** QUESTIONS D'ÉTUDE **
[1] Dans le passage sur Brousson, quel nom ses amis donnaient-ils à la planche légère qu'il posait sur ses genoux pour écrire ?
[2] Rédigez la suite du passage sur Brousson, s'il vous plaît, en commençant juste après sa dernière phrase.

*** PASSAGE PROPOSÉ

On admire au surplus que, dans des conditions si précaires, son activité ait pu s'organiser avec autant de soin et son travail s'accomplir avec une aussi parfaite régularité que s'il eût agi au grand jour et en toute tranquillité.

Comme il prêchait de nuit « dans les déserts, souvent trois ou quatre fois par semaine », c'est pendant la matinée qu'il s'accordait quelques heures de sommeil. Mais, dès le début de l'après-midi, il reprenait sa plume, cette plume féconde à laquelle ses nouvelles activités ne le firent jamais renoncer.

Mais ce n'était plus dans la paix studieuse de son cabinet de travail que sa main couvrait rapidement le papier de son écriture ronde et menue: en plein ,air, dans les garrigues ou dans le fragile abri d'une « capitèle » ou dans un réduit cache de quelque maison amie, dans un grenier, dans une cave, au fond d'une grotte, partout, sa table à écrire le suivait... car ce n'était qu' « un petit ais », une planche légère qu'il posait sur ses genoux et que ses amis appelaient « la table du Désert ».

C'est là qu'il composait ses sermons, rédigeait et recopiait des exhortations ou des prières pour l'édification des fidèles. C'est la que furent écrites ses plus fameuses lettres : la lettre à Schomberg, plusieurs lettres à Bâville, dont une seule est parvenue jusqu'à nous, et bien d'autres encore.

Puis, le soir venu, on pouvait voir sortir de quelque village languedocien ou de la ville de Nîmes, un personnage généralement vêtu de gris et portant perruque, comme les gens de qualité, qui se dirigeait, sans hâte apparente, vers les garrigues, les bois de chênes-kermès, les pinèdes écartées. Sur son chemin, de petits groupes de « promeneurs » sortaient de l'ombre pour le saluer et, lorsqu'il atteignait le lieu de rendez-vous clandestin, toute une foule silencieuse était là, qui l'attendait.

Alors, commençait le culte défendu.

Dans les assemblées ordinaires, « Brousson parlait avec véhémence durant trois heures et dans les assemblées de communion durant quatre heures, soit pour les prières, soit pour le chant des psaumes qu'il était obligé souvent de conduire et de soutenir ».

******
*** LIGNES PRÉSENTÉES

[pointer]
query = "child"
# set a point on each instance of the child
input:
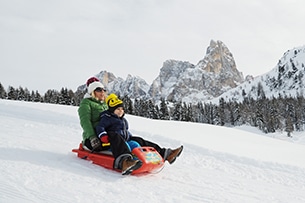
(113, 128)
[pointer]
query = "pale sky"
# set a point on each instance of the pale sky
(50, 44)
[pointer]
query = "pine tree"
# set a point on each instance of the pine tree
(3, 94)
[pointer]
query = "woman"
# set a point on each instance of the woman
(89, 112)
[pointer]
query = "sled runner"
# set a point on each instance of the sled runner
(151, 159)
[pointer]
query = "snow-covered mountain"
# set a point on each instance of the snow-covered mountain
(285, 79)
(182, 81)
(214, 76)
(218, 164)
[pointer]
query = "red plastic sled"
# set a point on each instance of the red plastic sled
(151, 159)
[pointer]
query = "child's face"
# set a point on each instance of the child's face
(119, 111)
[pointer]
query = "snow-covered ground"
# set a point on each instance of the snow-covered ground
(218, 164)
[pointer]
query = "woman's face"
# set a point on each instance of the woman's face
(100, 94)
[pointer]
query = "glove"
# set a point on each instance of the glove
(95, 143)
(105, 139)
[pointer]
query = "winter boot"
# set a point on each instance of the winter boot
(170, 155)
(129, 165)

******

** RÉPONSES DANS L'ORDRE **
[1] Ils l'appelaient « la table du Désert ».

[2]
En cette année 1690, Brousson prêcha le 25 décembre à Nîmes, dans les bois de Vaqueirolles... C'était, sans doute, une de ces douces nuits de Noël de notre midi, nuit limpide où les pierres de la garrigue brillaient au clair de lune comme des blocs d'argent, où les hauts cyprès, les taillis de chênes rabougris, les ramures dépouillées des amandiers sauvages frémissaient à peine au faible souffle du vent.

Des touffes sèches de thym, foulées par les pas des fidèles, montait l'âpre parfum du Désert; la lanterne qu'on tenait suspendue au-dessus de la Bible pour que le pasteur put lire, scintillait devant la foule, comme si l'étoile de Noël était descendue du ciel pour éclairer les pages sacrées et la voix de Claude Brousson qui s'élevait dans le silence nocturne redisait l'éternel, l'émouvant récit que nous entendons aujourd'hui dans nos temples... « En ce temps-là, parut un édit de César Auguste... »

C'est dans cette période de son ministère que Brousson envoya les deux lettres célèbres dont nous avons parle plus haut: la lettre a Schomberg qui avait trait au projet insurrectionnel des Cévennes et la lettre a Bâville où le pasteur tentait d'expliquer à l'intendant le point de vue huguenot et de justifier l'attitude de ses coreligionnaires.

Le projet d'insurrection se précisait, en effet. En Cévennes, Vivent se dépensait pour intéresser et gagner a cet effort la petite noblesse montagnarde.

Du Refuge, où l'on se préoccupait du soulèvement huguenot, on fit savoir aux deux prédicateurs qu'une armée, placée sous les ordres de Charles de Schomberg, devait pénétrer en Dauphine par le Piémont.

Brousson et Vivent se rencontrèrent alors sur l'Aigoual et, comme il n'était pas question des Cévennes dans le projet de Schomberg, ils dressèrent un plan d'action dans cette région, et Brousson, vivement pressé par Vivent, écrivit à Schomberg, pour le lui exposer, une lettre qui constituera pour lui, lors de son procès, une charge accablante.

Cette lettre n'arriva pas à destination. Gabriel Pic, un guide sûr, qui devait la remettre à Schomberg, fut pris au moment où il franchissait la frontière et la lettre, découverte sur lui, fût remise a l'intendant qui allait la garder précieusement jusqu'au jour ou sa police enfin triomphante traînerait devant lui le pasteur capture.

Quant à la lettre de Brousson, écrite à Bâville qui résidait à Montpellier, elle atteignit son destinataire, mais il fallait beaucoup de candeur au hors-la-loi pour espérer toucher ou convaincre le féroce intendant et pour prétendre justifier à ses yeux le comportement des huguenots.

Brousson précisait dans cette lettre que les hommes revenus en France pour y prêcher l'Evangile ne l'avaient pas fait, pousses par des puissances étrangères, mais uniquement pour obéir à leur conscience. Il prévenait ensuite Bâville que les persécutions ne parviendraient point la réduire les huguenots et que ceux-ci persévéreraient dans leur religion jusqu'à ce qu'on leur rendit la liberté de conscience.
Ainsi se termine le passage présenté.